[[ READING PASSAGE, beginning ]]

In the northern and central Marche, the name of crescia is sometimes also used to indicate a food very different from the typical crescia: it is a high savory pie: the crescia di Pasqua or pizza di Pasqua or cheese pizza, typical of the Pesaro area, Ancona area and Macerata area, with a leavened dough flavored with pecorino cheese, which gives it a golden color and a strong flavor. The crescia or Easter pizza from Ancona and Macerata combines the Pesaro recipe with large pieces of pecorino cheese, which swell up during cooking and leave cavities inside the crescia; the cheese that runs on the outside becomes crunchy.

[[ READING PASSAGE, end ]]
[[ GIVEN ENTRIES, beginning ]]

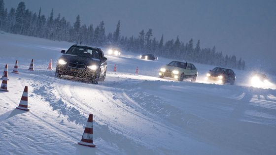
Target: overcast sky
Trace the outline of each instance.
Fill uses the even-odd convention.
[[[276,66],[276,0],[4,0],[6,7],[25,1],[27,8],[48,16],[52,8],[71,22],[79,14],[82,23],[98,25],[103,20],[107,32],[119,20],[121,34],[137,36],[153,29],[160,39],[184,42],[200,39],[202,47],[242,57],[247,63]]]

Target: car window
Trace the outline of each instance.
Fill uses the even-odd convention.
[[[188,64],[188,65],[187,66],[187,69],[192,69],[191,64]]]
[[[86,47],[71,47],[67,51],[66,54],[98,59],[99,59],[99,51],[96,51],[92,48]]]

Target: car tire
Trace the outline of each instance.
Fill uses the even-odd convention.
[[[197,80],[197,75],[194,75],[194,76],[193,77],[193,79],[192,79],[192,82],[195,82],[196,80]]]
[[[182,74],[180,75],[180,77],[179,77],[179,78],[178,78],[178,81],[183,81],[184,77],[185,77],[185,74],[184,74],[184,73],[182,73]]]

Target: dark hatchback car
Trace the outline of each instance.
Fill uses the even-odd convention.
[[[145,54],[142,55],[140,55],[140,59],[155,61],[156,60],[158,60],[158,57],[154,56],[154,55],[152,54]]]
[[[234,85],[236,79],[236,74],[231,69],[215,67],[206,74],[206,79],[219,84],[225,84],[229,83]]]
[[[73,45],[58,60],[56,76],[69,75],[85,78],[93,83],[104,81],[106,75],[107,59],[103,50],[82,45]]]

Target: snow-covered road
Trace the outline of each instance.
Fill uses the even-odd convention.
[[[158,77],[171,60],[143,61],[125,52],[121,57],[107,56],[106,79],[93,85],[57,78],[54,70],[45,69],[48,60],[56,61],[71,43],[6,33],[0,41],[0,68],[8,63],[10,72],[18,59],[20,72],[9,72],[9,92],[0,92],[0,154],[276,152],[275,87],[248,87],[248,72],[235,71],[234,86],[218,85],[203,80],[213,66],[196,64],[197,82],[178,82]],[[33,58],[33,72],[27,69]],[[28,112],[14,109],[25,86]],[[77,144],[89,113],[96,148]]]

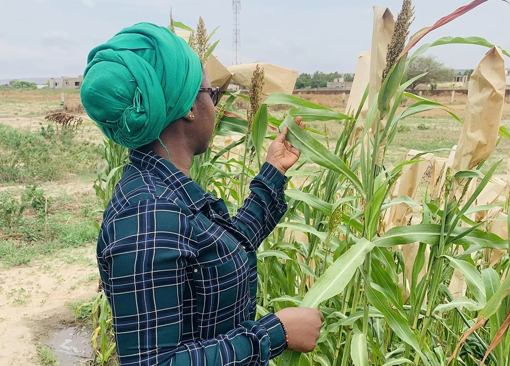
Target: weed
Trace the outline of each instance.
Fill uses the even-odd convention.
[[[411,132],[411,127],[410,126],[407,126],[405,124],[402,124],[397,127],[397,132]]]
[[[37,361],[40,366],[58,366],[59,361],[47,346],[41,345],[37,348]]]

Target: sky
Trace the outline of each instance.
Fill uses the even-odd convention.
[[[470,1],[414,0],[411,34]],[[241,0],[240,61],[300,72],[352,72],[359,54],[370,47],[372,7],[387,6],[396,18],[401,5],[401,0]],[[200,15],[209,31],[220,26],[214,54],[225,66],[232,64],[232,0],[0,0],[0,79],[83,74],[92,48],[139,22],[168,25],[171,6],[174,19],[192,28]],[[510,5],[489,0],[420,44],[477,36],[510,50],[509,19]],[[487,51],[455,45],[428,54],[449,67],[468,69]]]

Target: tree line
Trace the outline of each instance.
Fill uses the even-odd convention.
[[[434,88],[437,87],[437,83],[442,82],[453,81],[455,74],[453,69],[445,66],[442,62],[437,60],[433,56],[420,56],[417,57],[409,66],[407,70],[407,80],[410,80],[421,74],[427,74],[413,83],[410,88],[414,89],[420,84],[429,85]],[[467,70],[464,75],[470,76],[473,70]],[[460,74],[460,73],[458,73]],[[332,82],[338,77],[344,78],[344,81],[351,82],[354,80],[354,74],[344,74],[339,72],[326,73],[322,71],[316,71],[313,74],[307,73],[300,74],[296,82],[296,89],[317,89],[325,88],[328,82]]]

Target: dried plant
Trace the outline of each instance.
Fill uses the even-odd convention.
[[[175,27],[173,23],[173,15],[172,14],[172,7],[170,7],[170,31],[175,34]]]
[[[55,112],[50,113],[44,119],[61,125],[65,128],[76,129],[83,122],[83,119],[64,112]]]
[[[196,43],[195,45],[195,51],[198,55],[202,64],[205,65],[207,61],[207,53],[211,47],[211,44],[207,39],[207,30],[206,29],[206,24],[202,17],[198,18],[195,37]]]
[[[398,59],[402,50],[405,46],[405,41],[409,35],[409,27],[414,20],[414,7],[411,0],[404,0],[402,9],[397,17],[395,23],[395,30],[391,37],[391,41],[388,47],[386,55],[386,68],[382,72],[382,82],[384,82],[392,67]]]
[[[225,115],[225,108],[226,104],[223,103],[220,106],[219,109],[216,111],[216,116],[214,119],[214,129],[213,130],[213,137],[211,139],[211,146],[212,147],[213,140],[218,134],[218,128],[219,126],[220,122],[223,119],[223,116]]]

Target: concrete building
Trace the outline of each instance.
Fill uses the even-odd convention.
[[[62,76],[60,79],[49,79],[50,89],[79,89],[83,83],[83,75],[78,77]]]
[[[327,88],[340,90],[350,90],[352,87],[352,82],[344,81],[343,77],[337,77],[332,82],[328,82]]]

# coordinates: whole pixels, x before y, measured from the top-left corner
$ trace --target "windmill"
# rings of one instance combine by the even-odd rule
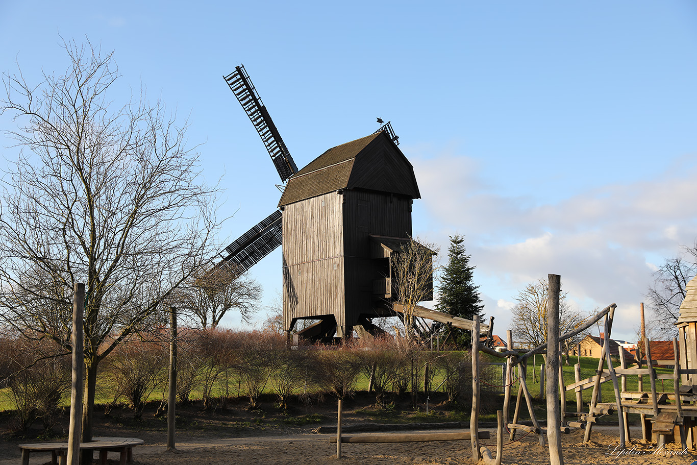
[[[411,240],[411,205],[420,198],[390,123],[378,118],[382,125],[373,134],[298,170],[244,66],[224,79],[287,183],[279,186],[278,209],[225,247],[217,266],[238,276],[282,243],[285,330],[307,319],[319,322],[302,335],[316,340],[379,332],[372,319],[399,311],[392,260]],[[471,327],[443,315],[441,321]]]

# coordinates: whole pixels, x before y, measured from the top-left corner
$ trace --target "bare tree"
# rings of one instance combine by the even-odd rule
[[[392,273],[395,304],[401,306],[404,333],[408,342],[414,335],[414,312],[420,302],[433,300],[434,273],[438,268],[433,257],[438,252],[436,244],[422,245],[410,239],[401,250],[393,254]]]
[[[646,294],[652,312],[653,333],[671,337],[675,334],[675,323],[680,317],[680,304],[685,298],[685,288],[697,274],[697,244],[683,247],[682,254],[666,259],[654,273],[654,283]]]
[[[228,311],[236,309],[248,321],[261,297],[261,286],[224,267],[204,267],[176,293],[176,305],[201,328],[216,328]]]
[[[560,334],[579,328],[586,319],[580,312],[571,308],[566,300],[567,294],[562,292],[559,298]],[[547,342],[549,296],[547,282],[539,280],[528,284],[516,298],[517,303],[511,310],[513,314],[513,337],[528,347],[535,347]]]
[[[0,312],[26,337],[67,351],[75,282],[84,282],[82,440],[92,435],[97,367],[212,255],[217,188],[160,102],[115,107],[113,52],[64,43],[70,65],[29,84],[5,75],[3,114],[20,149],[0,192]]]

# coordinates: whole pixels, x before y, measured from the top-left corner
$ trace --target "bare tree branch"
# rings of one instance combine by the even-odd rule
[[[87,402],[91,434],[96,369],[144,327],[209,257],[217,187],[201,182],[187,122],[144,93],[108,100],[112,53],[65,43],[70,66],[29,84],[6,75],[0,112],[17,121],[20,150],[0,192],[0,312],[29,337],[70,345],[72,289],[84,282]]]

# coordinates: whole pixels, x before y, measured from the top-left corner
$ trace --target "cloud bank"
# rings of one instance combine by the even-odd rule
[[[413,156],[422,197],[415,231],[441,245],[443,260],[447,236],[466,236],[497,333],[510,326],[518,291],[552,273],[561,275],[564,290],[583,312],[616,303],[614,335],[634,339],[652,273],[697,238],[693,158],[674,160],[650,179],[618,174],[588,189],[578,179],[579,193],[549,199],[508,185],[498,190],[513,195],[498,193],[503,181],[483,178],[467,157]]]

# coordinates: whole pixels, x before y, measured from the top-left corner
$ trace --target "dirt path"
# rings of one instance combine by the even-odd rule
[[[496,432],[490,432],[491,438],[484,442],[496,443]],[[565,462],[567,465],[603,464],[618,465],[685,465],[697,457],[697,454],[681,453],[679,448],[670,445],[667,449],[657,451],[650,445],[632,443],[626,453],[613,451],[617,445],[616,427],[596,427],[592,441],[583,445],[583,430],[564,435]],[[636,429],[641,434],[641,430]],[[242,438],[192,439],[181,441],[177,450],[165,451],[165,442],[155,442],[136,448],[133,455],[137,464],[141,465],[323,465],[337,464],[335,457],[336,444],[330,442],[328,434],[286,434],[257,435]],[[163,438],[164,439],[164,438]],[[507,435],[505,438],[507,442]],[[491,448],[492,450],[493,447]],[[10,452],[6,450],[6,452]],[[546,447],[538,443],[535,435],[528,435],[521,441],[504,447],[503,463],[542,464],[549,463]],[[438,441],[431,443],[405,443],[388,444],[344,444],[344,464],[396,464],[408,465],[472,465],[471,448],[468,441]],[[110,459],[118,455],[112,453]],[[48,455],[36,455],[31,465],[45,464]],[[20,463],[18,450],[13,457],[0,459],[0,465],[16,465]],[[114,462],[114,463],[116,463]]]

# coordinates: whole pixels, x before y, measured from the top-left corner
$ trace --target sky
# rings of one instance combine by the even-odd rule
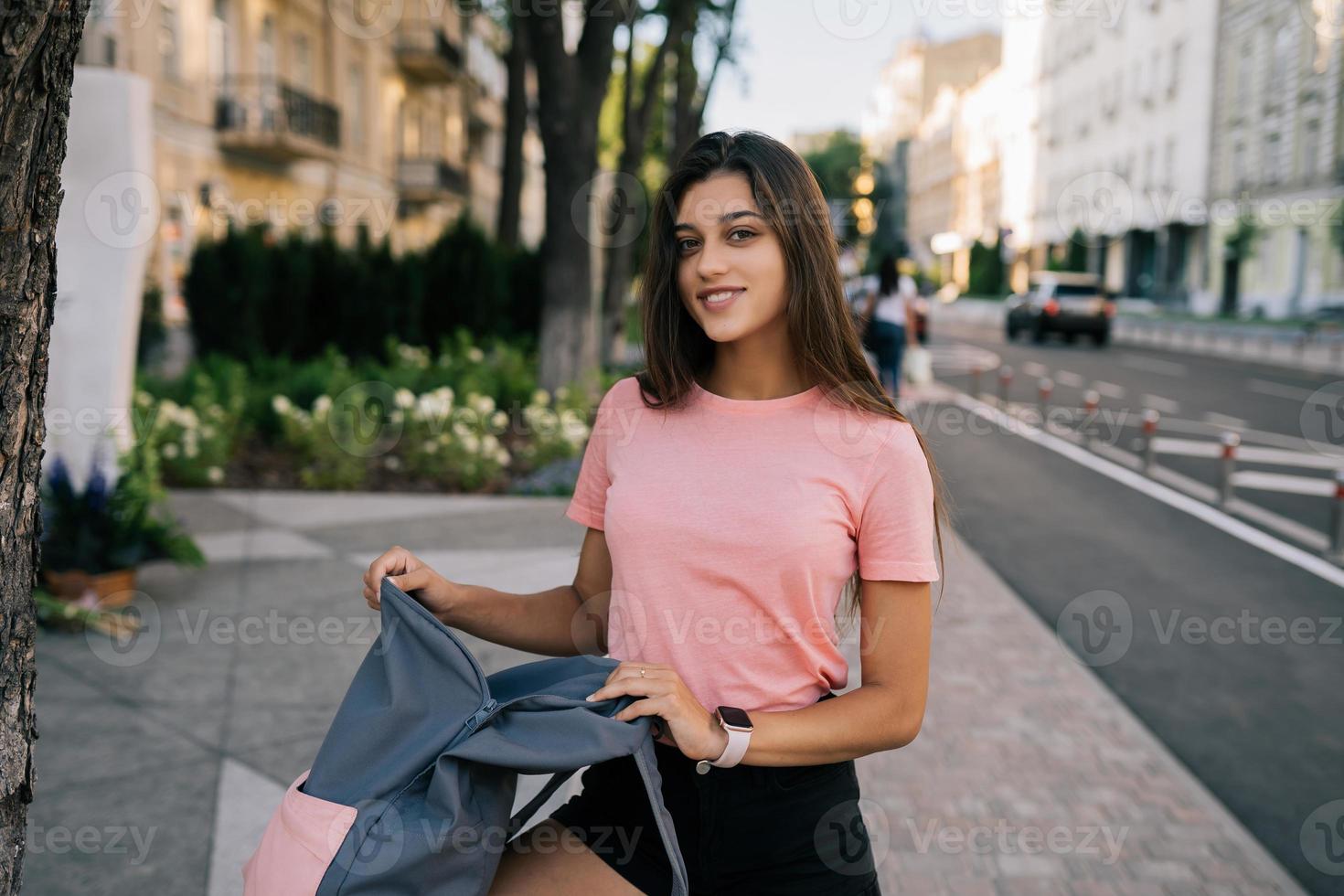
[[[739,64],[723,69],[704,130],[859,130],[870,87],[903,38],[923,24],[934,40],[997,31],[976,0],[739,0]]]

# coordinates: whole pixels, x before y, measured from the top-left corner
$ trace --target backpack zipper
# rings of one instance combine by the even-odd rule
[[[492,715],[495,715],[495,709],[496,709],[497,707],[499,707],[499,703],[497,703],[497,701],[495,700],[495,697],[489,697],[489,699],[488,699],[488,700],[485,701],[485,705],[484,705],[484,707],[481,707],[480,709],[477,709],[477,711],[476,711],[476,712],[474,712],[474,713],[472,715],[472,717],[466,720],[466,729],[468,729],[468,731],[470,731],[472,733],[474,733],[474,732],[476,732],[476,729],[477,729],[477,728],[478,728],[480,725],[485,724],[485,720],[487,720],[487,719],[489,719],[489,717],[491,717]]]

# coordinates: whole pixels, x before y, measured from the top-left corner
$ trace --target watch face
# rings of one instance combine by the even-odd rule
[[[737,707],[719,707],[719,719],[723,724],[732,728],[750,728],[751,717],[747,716],[746,711],[738,709]]]

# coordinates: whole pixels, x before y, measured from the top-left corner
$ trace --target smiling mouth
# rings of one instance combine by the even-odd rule
[[[727,305],[734,298],[745,293],[745,289],[723,290],[722,293],[710,293],[708,296],[700,297],[700,301],[710,308],[718,308],[719,305]]]

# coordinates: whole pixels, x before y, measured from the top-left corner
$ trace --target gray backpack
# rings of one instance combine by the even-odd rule
[[[555,657],[487,676],[453,631],[383,579],[382,631],[312,768],[243,866],[246,896],[485,896],[508,842],[583,766],[633,756],[687,896],[638,697],[587,703],[618,664]],[[551,778],[517,813],[519,774]],[[633,794],[632,794],[633,798]]]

[[ GIVEN ENTRIES, end ]]

- **PROBLEMS TO WORK ON**
(A) Please print the crescia passage between "In the northern" and "outside becomes crunchy.", inclusive.
(B) For each statement, answer yes or no based on the crescia passage, and quote the words that decide it.
(i) The crescia di Pasqua is made with a leavened dough flavored with pecorino cheese.
(ii) The Easter pizza from Ancona and Macerata uses small pieces of pecorino cheese.
(iii) The cheese that runs on the outside becomes soft.
(C) Translate this sentence from the crescia passage into Spanish: "The crescia or Easter pizza from Ancona and Macerata combines the Pesaro recipe with large pieces of pecorino cheese, which swell up during cooking and leave cavities inside the crescia; the cheese that runs on the outside becomes crunchy."

- **EXERCISE RESULTS**
(A)
In the northern and central Marche, the name of crescia is sometimes also used to indicate a food very different from the typical crescia: it is a high savory pie: the crescia di Pasqua or pizza di Pasqua or cheese pizza, typical of the Pesaro area, Ancona area and Macerata area, with a leavened dough flavored with pecorino cheese, which gives it a golden color and a strong flavor. The crescia or Easter pizza from Ancona and Macerata combines the Pesaro recipe with large pieces of pecorino cheese, which swell up during cooking and leave cavities inside the crescia; the cheese that runs on the outside becomes crunchy.

(B)
(i) Yes: "with a leavened dough flavored with pecorino cheese"
(ii) No: "combines the Pesaro recipe with large pieces of pecorino cheese"
(iii) No: "the cheese that runs on the outside becomes crunchy"

(C) La crescia o pizza de Pascua de Ancona y Macerata combina la receta de Pesaro con trozos grandes de queso pecorino, que se hinchan durante la cocción y dejan cavidades dentro de la crescia; el queso que se derrama por fuera se vuelve crujiente.